**WORK REQUEST:** Could you filter the records below and return each line that holds "woman"?

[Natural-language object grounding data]
* * *

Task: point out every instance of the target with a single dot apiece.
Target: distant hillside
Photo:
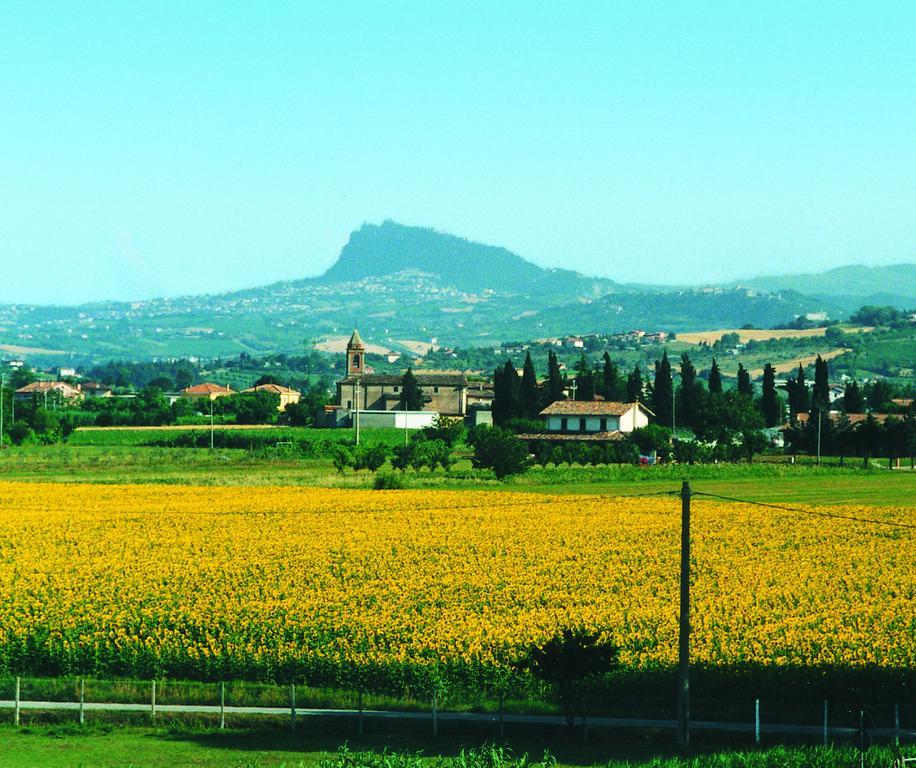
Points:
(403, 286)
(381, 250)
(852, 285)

* * *

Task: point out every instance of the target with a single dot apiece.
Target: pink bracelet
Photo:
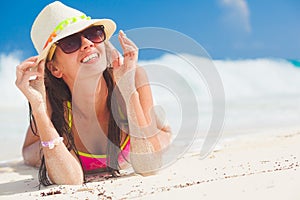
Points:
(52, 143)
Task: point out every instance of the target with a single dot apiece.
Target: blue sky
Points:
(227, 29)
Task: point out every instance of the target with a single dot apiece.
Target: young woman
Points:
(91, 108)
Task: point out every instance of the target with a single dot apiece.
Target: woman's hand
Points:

* * *

**YOUR SOLUTION:**
Target: young woman
Target: woman's hand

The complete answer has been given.